→ **DOCUMENT PASSAGE**:
-*-

# boolean algebra

#### ann

Joined Feb 15, 2008
14
Can this boolean algebra be reduced further? f=/cd+/ab+/a/c+a/bcd

#### Dave

Joined Nov 17, 2003
6,960
Yes.

Double NOT the function (this doesn't change the function), so: f=//(/cd+/ab+/a/c+a/bcd).

Have a go and post up your efforts, I'll give you some feedback.

Dave

#### ann

Joined Feb 15, 2008
14
I did the boolean algebra again this time using k maps and realized I had made a mistake in reducing my equation. The reduced one now is /CD+/AB+/A/C+A/BD and I don't think this can be reduced further. Can it?

#### Dave

Joined Nov 17, 2003
6,960
I did the boolean algebra again this time using k maps and realized I had made a mistake in reducing my equation. The reduced one now is /CD+/AB+/A/C+A/BD and I don't think this can be reduced further. Can it?
Sorry I missed this one. Feel free to PM to remind me in future.

Without your working out I cannot give you any feedback on your answer, but I simplified it to:

f = (ABCD)'

(Note I use ' to denote NOT/INVERTED)

I used the two techniques I told you about above. How?

f = (CD)' + (AB)' + (A'B') + (AB'CD)

Double NOT (this doesn't change the function):

f = ((CD)' + (AB)' + A'B' + AB'CD)''

Take out a common factor in the last two terms:

f = ((CD)' + (AB)' + B'( A' + ACD))''

Apply DeMorgan's theorem:

f = ((CD)''(AB)''(B'(A' + ACD))')'

(CD)'' = CD; (AB)'' = AB; so:

f = (CDAB(B'(A' + ACD))')'

Apply DeMorgan's theorem on (B'(A' + ACD))':

f = (CDAB(B'' + (A' + ACD)'))'

B'' = B

Apply DeMorgan's theorem on (A' + ACD)':

f = (CDAB(B + (A''(ACD)')))'

A'' = A

Apply DeMorgan's theorem on (ACD)':

f = (CDAB(B + (A(A' + C' + D'))))'

Multiply out (A(A' + C' + D'):

f = (CDAB(B + (AA' + AC' + AD')))'

AA' = 0

f = (CDAB(B + AC' + AD'))'

Multiply everything out:

f = (CDABB + CDABAC' + CDABAD')'

BB = B; CC' = 0; DD' = 0; therefore

f = (CDAB)' = (ABCD)'

Not easy eh?!

Dave

-*-

→ **MATERIAL PROVIDED**:
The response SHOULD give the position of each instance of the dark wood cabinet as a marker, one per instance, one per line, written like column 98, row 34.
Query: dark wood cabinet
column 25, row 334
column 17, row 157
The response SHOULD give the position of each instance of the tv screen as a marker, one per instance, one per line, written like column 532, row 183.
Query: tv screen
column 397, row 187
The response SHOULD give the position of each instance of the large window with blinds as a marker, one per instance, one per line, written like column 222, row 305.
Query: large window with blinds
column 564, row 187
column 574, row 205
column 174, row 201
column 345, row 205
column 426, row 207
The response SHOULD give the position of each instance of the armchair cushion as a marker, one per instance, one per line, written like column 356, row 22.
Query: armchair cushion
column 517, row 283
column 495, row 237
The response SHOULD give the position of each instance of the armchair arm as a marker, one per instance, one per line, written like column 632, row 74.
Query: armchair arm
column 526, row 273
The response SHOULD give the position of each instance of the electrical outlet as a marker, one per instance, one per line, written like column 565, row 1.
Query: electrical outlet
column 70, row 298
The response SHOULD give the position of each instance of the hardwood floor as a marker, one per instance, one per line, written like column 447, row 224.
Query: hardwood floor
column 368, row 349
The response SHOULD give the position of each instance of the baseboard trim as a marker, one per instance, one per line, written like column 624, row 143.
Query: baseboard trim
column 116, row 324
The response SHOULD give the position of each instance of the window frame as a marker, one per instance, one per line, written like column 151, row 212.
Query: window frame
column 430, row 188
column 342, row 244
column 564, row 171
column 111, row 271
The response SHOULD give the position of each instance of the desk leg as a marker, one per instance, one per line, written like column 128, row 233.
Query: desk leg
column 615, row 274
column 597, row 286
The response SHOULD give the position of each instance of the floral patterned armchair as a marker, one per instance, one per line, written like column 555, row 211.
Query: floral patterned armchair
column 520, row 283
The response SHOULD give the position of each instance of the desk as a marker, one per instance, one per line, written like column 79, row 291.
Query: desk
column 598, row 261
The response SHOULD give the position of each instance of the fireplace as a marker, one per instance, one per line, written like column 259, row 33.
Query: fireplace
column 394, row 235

-*-

→ **DIRECTIONS FOR THIS TASK**:
Quote the stretch of the boolean algebra thread that opens with the words "Sorry I missed" and stops after "to denote NOT/INVERTED)".

→ **RESPONSE TO THE TASK**:
Sorry I missed this one. Feel free to PM to remind me in future.

Without your working out I cannot give you any feedback on your answer, but I simplified it to:

f = (ABCD)'

(Note I use ' to denote NOT/INVERTED)